Lines before the one containing "Tag every instance of the potted" are left out; output the rest of the data exactly, through the final line.

DATA FOR THIS TASK:
┌──
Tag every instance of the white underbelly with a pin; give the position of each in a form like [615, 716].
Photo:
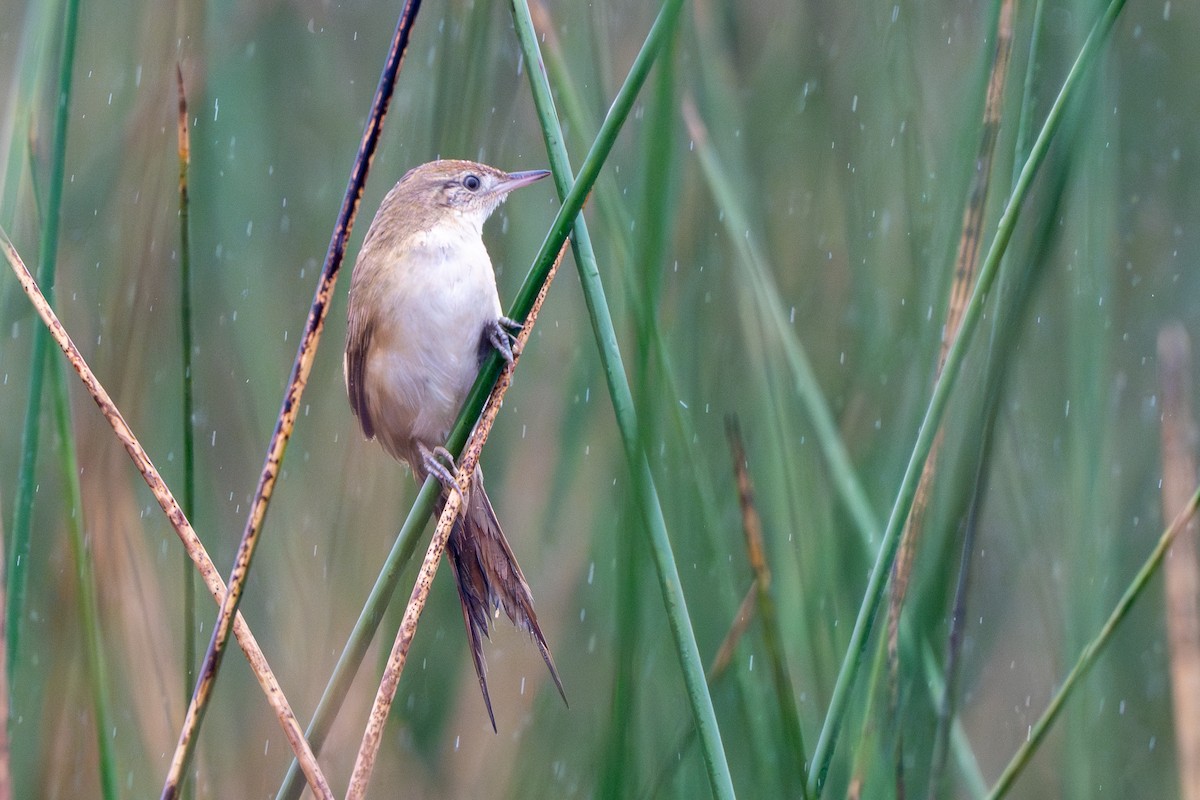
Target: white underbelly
[425, 347]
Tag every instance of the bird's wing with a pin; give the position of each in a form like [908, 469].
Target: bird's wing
[358, 344]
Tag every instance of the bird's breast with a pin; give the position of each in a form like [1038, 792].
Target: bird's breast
[432, 305]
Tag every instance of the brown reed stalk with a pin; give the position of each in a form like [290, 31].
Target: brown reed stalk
[175, 516]
[286, 421]
[1182, 569]
[372, 735]
[966, 266]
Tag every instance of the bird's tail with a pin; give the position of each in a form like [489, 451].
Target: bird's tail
[489, 577]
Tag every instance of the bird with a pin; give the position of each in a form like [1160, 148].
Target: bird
[424, 314]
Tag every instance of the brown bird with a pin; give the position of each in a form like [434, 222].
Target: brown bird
[424, 314]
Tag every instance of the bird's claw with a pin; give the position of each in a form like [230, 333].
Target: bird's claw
[439, 463]
[502, 335]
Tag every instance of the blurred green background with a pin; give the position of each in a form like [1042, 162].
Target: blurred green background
[820, 185]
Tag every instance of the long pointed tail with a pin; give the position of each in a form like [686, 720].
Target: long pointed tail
[489, 577]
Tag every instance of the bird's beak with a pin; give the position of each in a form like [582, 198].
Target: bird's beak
[516, 180]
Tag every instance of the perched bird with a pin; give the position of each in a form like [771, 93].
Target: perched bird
[424, 313]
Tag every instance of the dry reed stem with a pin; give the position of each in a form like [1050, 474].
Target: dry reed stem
[733, 636]
[1182, 577]
[301, 367]
[966, 266]
[175, 516]
[372, 735]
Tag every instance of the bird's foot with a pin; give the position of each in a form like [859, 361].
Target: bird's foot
[439, 463]
[502, 335]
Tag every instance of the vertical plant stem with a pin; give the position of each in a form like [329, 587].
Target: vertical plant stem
[1092, 650]
[185, 337]
[1182, 576]
[5, 749]
[773, 639]
[85, 589]
[291, 407]
[840, 699]
[372, 735]
[618, 385]
[369, 619]
[18, 564]
[173, 512]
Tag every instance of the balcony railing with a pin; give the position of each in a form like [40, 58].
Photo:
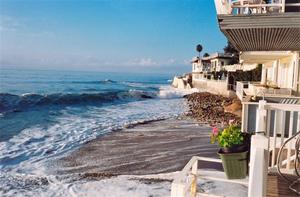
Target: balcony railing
[247, 7]
[274, 124]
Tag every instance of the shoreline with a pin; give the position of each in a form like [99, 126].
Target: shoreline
[153, 147]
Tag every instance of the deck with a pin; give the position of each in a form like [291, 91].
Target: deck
[277, 187]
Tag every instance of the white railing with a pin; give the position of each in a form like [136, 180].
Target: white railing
[185, 183]
[275, 123]
[240, 85]
[240, 7]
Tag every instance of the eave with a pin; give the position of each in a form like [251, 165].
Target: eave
[262, 32]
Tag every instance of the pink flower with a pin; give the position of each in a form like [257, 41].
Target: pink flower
[215, 131]
[231, 121]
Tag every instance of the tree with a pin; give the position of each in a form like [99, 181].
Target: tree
[199, 49]
[229, 48]
[205, 55]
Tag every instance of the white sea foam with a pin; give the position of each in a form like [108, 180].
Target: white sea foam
[124, 185]
[30, 150]
[168, 92]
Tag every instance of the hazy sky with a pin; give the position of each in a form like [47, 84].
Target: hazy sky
[109, 35]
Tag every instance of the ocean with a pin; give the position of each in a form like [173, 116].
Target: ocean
[45, 115]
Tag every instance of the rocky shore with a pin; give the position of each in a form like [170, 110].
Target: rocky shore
[213, 109]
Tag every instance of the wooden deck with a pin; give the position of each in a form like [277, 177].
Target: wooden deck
[278, 187]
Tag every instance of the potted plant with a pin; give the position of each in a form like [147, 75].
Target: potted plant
[233, 151]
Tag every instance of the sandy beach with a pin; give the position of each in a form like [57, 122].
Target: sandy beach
[155, 147]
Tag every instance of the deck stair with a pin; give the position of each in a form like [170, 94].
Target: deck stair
[295, 101]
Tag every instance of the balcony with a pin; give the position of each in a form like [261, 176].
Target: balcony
[255, 89]
[253, 25]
└──
RESULT OF THIS TASK:
Tag every instance of the potted plant with a pin; give the position of each in a form like [147, 75].
Target: potted plant
[233, 151]
Tag every instance of the sandy beach with a pin; give the position of each in a form like [57, 122].
Target: sandy beach
[155, 147]
Tag every instance of the deck stair with a pin; give the position of each in a form like [170, 94].
Target: deck stair
[295, 101]
Tag every instance of the balcony with a pin; give the position of each in a form like [261, 176].
Target: balcony
[255, 89]
[253, 25]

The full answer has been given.